SET TASK 1: Decide whether each statement agrees with the PE HVAC exam thread, answering yes or no and quoting the deciding words of the thread: (a) Lim scores 100% on the NCEES practice exam. (b) Edgy Cheesy Graphite PE works in HVAC. (c) NCEES confirmed the steam table mistake that Lim reported.
SET TASK 2: Proceed with the PE HVAC exam thread, picking up right after its final sentence.

PROVIDED TEXT:
_ _ _ _ _
# About to take PE hvac



## Lim (Sep 8, 2020)

Hi guys. I have been preparing for pe exam in the past 3 months. I put about 200 hours serious studying in. Right now I can finish the three 80 questions practice exams I have (ppi, 6 minutes and ncees practice exam) within 4 to 6 hours, each. And I can manage to get at least 90% (ncees practice exam I can get 100%). Should I buy some more practice exams? Or this should be enough. My exam is in 2 weeks. 

Thank you!


----------



## Edgy Cheesy Graphite PE (Sep 9, 2020)

It sounds like you're prepared. But ultimately I can't give you a firm answer. Everyone is different. Some people want to work as many problems as possible. I'm Mechanical, but not HVAC, so I can't really recommend any specific problems to work.


----------



## Lim (Sep 10, 2020)

Thank you. I think I will spend the rest of the days familiarize with the reference material.  Found a mistake on the NCEES reference manual. Gonna post it here. If anyone is taking the exam recently, keep this in mind. I contacted Ncees, but didn't really get a confirmation other than they will look at it. 

It's on page 293, STEAM TABLES.
At temperature 64 F, the saturation pressure should be around 0.295 psi instead of 0.36 psi given on the reference table. Since this is the only reference allowed for the new CBT exam, If we use the wrong data, we will get a wrong answer.


----------



## Jorge T (Sep 14, 2020)

Good afternoon Lim,

Is there any way you could help me out with problem 80 from the NCEES practice exam? It pertains to acoustical control throughout a ductwork.

Thank you.


----------



## Lim (Sep 14, 2020)

Jorge T said:


> Good afternoon Lim,
> 
> Is there any way you could help me out with problem 80 from the NCEES practice exam? It pertains to acoustical control throughout a ductwork.
> 
> Thank you.


I had the same problem. Seems like we need some data on the noise control liner material. And I looked up on the Internet, different material really has very different properties. Also, there isn't any reference data on Ncees reference manual. So I came up with this solution, If we really come cross this question during exam.
_ _ _ _ _
DATASET ROWS:
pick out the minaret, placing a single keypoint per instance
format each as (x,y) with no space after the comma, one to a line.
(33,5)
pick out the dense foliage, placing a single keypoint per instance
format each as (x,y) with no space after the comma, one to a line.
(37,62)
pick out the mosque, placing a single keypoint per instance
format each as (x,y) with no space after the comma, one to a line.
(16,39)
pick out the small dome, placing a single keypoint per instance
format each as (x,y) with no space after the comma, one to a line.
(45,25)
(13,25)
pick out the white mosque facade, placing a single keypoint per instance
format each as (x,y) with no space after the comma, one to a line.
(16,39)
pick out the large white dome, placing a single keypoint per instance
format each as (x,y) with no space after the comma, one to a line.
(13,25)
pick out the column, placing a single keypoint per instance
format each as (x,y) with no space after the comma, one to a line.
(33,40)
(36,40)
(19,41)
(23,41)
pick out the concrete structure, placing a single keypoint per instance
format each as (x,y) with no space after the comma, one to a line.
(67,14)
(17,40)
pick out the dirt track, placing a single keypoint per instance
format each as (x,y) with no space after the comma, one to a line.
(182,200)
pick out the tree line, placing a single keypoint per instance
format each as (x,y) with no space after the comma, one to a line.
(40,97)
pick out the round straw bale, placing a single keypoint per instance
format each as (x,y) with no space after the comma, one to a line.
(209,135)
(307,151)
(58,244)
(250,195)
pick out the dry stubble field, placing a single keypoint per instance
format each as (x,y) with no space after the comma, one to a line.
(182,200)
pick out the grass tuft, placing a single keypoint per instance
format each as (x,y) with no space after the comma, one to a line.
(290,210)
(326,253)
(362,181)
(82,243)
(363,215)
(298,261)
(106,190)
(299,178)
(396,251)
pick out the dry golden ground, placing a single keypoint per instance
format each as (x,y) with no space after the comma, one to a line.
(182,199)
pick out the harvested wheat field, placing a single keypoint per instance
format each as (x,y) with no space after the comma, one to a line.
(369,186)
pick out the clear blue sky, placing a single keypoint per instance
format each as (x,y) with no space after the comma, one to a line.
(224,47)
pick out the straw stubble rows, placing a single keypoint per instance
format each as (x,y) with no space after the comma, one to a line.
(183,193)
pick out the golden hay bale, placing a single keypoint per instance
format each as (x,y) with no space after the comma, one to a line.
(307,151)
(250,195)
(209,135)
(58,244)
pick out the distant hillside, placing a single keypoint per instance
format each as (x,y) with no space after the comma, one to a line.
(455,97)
_ _ _ _ _
EXPECTED OUTPUT 1:
(a) Yes: "ncees practice exam I can get 100%"
(b) No: "I'm Mechanical, but not HVAC"
(c) No: "didn't really get a confirmation other than they will look at it"

EXPECTED OUTPUT 2:
Just remember at 1000 hz it has the highest noise reduction, about 2.3 dB/ft 

So for this specific  problem, at 1000 hz, it goes down to 96-23=73. And towards 2 directions of frequency the per foot reductions are all less than 2.3. Option C matches the pattern.

Just memorize 2 numbers. 2.3 dB/ft and 1000 hz. Without reference, I think this is the best  we can do.

Since we are talking about noise control, there is another formula I memorized. 

Experienced sound level.

Say there is a printer in an office, giving out 100 dB noise, frequency is 1000 hz . You sit 25 feet from it. Room volume is 250 cft. What noise level down you experience?

I don't think I could find the formula on the reference manual. But any way, this is the formula.

Lp=Lw-5logV-3logF-10logR+25

Lp: experienced level

Lw: sound source level 100 dB

V: room volume 250 cft

F: frequency 1000 hz

R: distance from sound source 25 ft

So the answer should be 90 dB.

Hope I'm helping. My exam is on the 22nd this month. What about you?


----------



## Jorge T (Sep 15, 2020)

Lim said:


> I had the same problem. Seems like we need some data on the noise control liner material. And I looked up on the Internet, different material really has very different properties. Also, there isn't any reference data on Ncees reference manual. So I came up with this solution, If we really come cross this question during exam.
> 
> Just remember at 1000 hz it has the highest noise reduction, about 2.3 dB/ft
> 
> ...


Hey Lim,

Thank you for your input, that is exactly what I was planning to do based on similar problems from the engineering pro guides. 

I will be taking the exam this Friday!

Best regards.


----------



## Lim (Sep 15, 2020)

Jorge T said:


> Hey Lim,
> 
> Thank you for your input, that is exactly what I was planning to do based on similar problems from the engineering pro guides.
> 
> ...


You will pass! Let me know!


----------



## Jorge T (Sep 21, 2020)

Lim said:


> You will pass! Let me know!


Lim,

The test was very similar to the NCEES practice exam concept wise. There were some practical questions relevant to the field experience as well. There were 37 questions in the AM and 43 in the PM session with the difficulty level. I would say, if you review the concepts from the NCEES practice exam and the Engineering Pro Guides you should be in great shape.

I should be getting my results later this week, I will keep you posted!

Good luck tomorrow!


----------



## Lim (Sep 22, 2020)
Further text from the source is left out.